**GIVEN EXERCISE:** Copy out every line of the data exactly.

[Begin]

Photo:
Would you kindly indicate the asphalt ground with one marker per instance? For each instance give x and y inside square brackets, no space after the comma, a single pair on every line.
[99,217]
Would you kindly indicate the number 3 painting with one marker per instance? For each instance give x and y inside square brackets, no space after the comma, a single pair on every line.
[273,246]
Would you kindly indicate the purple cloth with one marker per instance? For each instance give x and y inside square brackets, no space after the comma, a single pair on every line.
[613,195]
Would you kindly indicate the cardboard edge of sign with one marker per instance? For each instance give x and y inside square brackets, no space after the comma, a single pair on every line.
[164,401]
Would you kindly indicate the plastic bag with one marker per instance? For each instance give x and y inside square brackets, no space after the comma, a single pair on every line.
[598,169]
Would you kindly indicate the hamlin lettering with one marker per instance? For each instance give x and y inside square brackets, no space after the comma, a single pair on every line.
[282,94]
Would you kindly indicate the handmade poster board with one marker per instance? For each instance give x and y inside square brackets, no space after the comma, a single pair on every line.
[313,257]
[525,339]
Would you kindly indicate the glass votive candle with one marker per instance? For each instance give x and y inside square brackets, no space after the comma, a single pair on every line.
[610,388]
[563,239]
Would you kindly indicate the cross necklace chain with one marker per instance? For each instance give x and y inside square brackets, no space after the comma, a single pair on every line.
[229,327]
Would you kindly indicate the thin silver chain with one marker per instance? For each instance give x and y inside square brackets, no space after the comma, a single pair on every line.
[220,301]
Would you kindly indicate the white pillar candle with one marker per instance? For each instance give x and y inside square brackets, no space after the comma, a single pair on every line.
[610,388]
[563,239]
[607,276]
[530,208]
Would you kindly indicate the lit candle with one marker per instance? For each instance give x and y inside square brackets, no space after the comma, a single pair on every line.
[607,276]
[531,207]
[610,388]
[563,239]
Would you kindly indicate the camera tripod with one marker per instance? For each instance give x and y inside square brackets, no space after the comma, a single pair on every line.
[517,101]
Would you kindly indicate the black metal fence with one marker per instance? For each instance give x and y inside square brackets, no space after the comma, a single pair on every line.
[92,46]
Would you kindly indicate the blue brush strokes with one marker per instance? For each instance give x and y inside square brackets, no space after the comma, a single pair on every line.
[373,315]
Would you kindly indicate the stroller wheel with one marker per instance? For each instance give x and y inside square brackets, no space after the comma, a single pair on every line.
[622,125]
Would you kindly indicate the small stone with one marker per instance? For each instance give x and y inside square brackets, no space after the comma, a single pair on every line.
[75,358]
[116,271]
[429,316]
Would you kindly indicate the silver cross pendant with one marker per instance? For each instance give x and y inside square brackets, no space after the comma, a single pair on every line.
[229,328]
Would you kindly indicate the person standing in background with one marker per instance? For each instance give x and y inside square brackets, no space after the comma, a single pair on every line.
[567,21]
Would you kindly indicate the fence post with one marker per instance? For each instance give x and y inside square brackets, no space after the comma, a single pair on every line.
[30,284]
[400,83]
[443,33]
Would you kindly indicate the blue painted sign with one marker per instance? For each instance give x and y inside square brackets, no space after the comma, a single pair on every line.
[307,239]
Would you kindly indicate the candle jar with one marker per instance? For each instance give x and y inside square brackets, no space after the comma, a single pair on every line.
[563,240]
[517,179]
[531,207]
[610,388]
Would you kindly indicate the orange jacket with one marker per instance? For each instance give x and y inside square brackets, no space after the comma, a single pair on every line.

[End]

**ANSWER FOR THE TASK:**
Photo:
Would you kindly indicate the asphalt ground with one marker per instance? For each instance give x and y inside square brackets, no space after the comma, a single pair on every line.
[99,217]
Would you kindly indicate the number 3 painting with one marker per instance? For each instance give x and y inside square brackets, no space after the comma, a single pair on every line.
[273,246]
Would you kindly indicate the purple cloth with one marker per instance? For each instance give x and y inside square brackets, no space after the comma, a single pair on every line.
[613,195]
Would you kindly indicate the cardboard edge of sign with one marker per instance? For each instance give x and y inside square brackets, no space after the comma, a single pair on every line.
[164,401]
Would you kindly indicate the plastic bag with one marker per instance? For each instance give x and y inside square brackets, no space after the comma, a single pair on every line.
[598,169]
Would you kindly indicate the hamlin lettering with one marker per instance? For each instance give x and y inside square brackets, no space after the comma, a single pair on every line.
[282,94]
Would you kindly indicate the handmade poster board with one marker per instance? For each instance give x and y inside square brackets, no space after the comma, a single pair on every line.
[313,257]
[525,339]
Would you kindly indicate the glass votive candle with one marker per instance? For each instance give x and y inside square brackets, no space after the comma, a single pair on every line.
[610,388]
[563,239]
Would you kindly indicate the cross necklace chain with one marker per instance? For each instance give x and y inside square brackets, no space after the comma, a single pair on every line.
[229,327]
Would you kindly indicate the thin silver chain with one marker per instance? For each instance give x and y inside square brackets, no space after the comma, a single pair on every line.
[220,301]
Would you kindly indicate the white pillar candle with one marker per instance? For each instance give x and y inside square brackets, no space after the comma, a single pair on every line.
[610,388]
[563,239]
[607,276]
[530,208]
Would you kindly indicate the lit candle with one marker per instance? For each instance give x and y inside square brackets, no space after the comma, a single pair on every line.
[607,276]
[531,207]
[610,388]
[563,239]
Would you kindly indicate the camera tripod with one marker per instance? For each instance give x and y inside square brackets, no space after the comma, a single pair on every line.
[517,101]
Would you kindly indicate the black metal fence with one marker per instance? For each instance give x and y inside square brackets, no space after the comma, a single pair on every line.
[92,46]
Would you kindly indicate the blue brush strokes with one marker per instance? For each instance give x and y inside square brackets, no space after the comma, a single pair on every line.
[373,315]
Would you kindly indicate the stroller wheel with one marker per instance? For each instance give x and y inside square brackets, no space after the comma, a single pair on every line.
[622,125]
Would you kindly indicate the small stone with one marker per instance? For each instance give x and y inside square brackets, no space after the comma, a single pair on every line.
[75,358]
[116,271]
[429,316]
Would you kindly indicate the silver cross pendant with one marker per instance? For each instance give x and y inside square brackets, no space after the comma, a single pair on every line.
[229,328]
Would you kindly indicate the person standing in background with one marker per instance? For each instance give x and y inside square brackets, no space after the comma, a single pair on every line.
[567,21]
Would you kindly indicate the fence post with one marker per instance? For each instance give x and y inside square brackets, no space after the comma, a single pair on every line.
[30,284]
[400,83]
[443,33]
Would you kindly indicate the blue painted sign with one marker per instance? For each instance give x and y inside square brackets, no space after the comma, a single pair on every line.
[307,239]
Would you kindly indicate the candle jar with one marker per instance? For each instance give x and y inside square brackets, no space after the comma, a single pair on every line.
[563,240]
[517,179]
[531,207]
[610,388]
Would you kindly indicate the orange jacket with one marker per instance? For each instance give x and y inside square brackets, no space after the comma, a single pair on every line.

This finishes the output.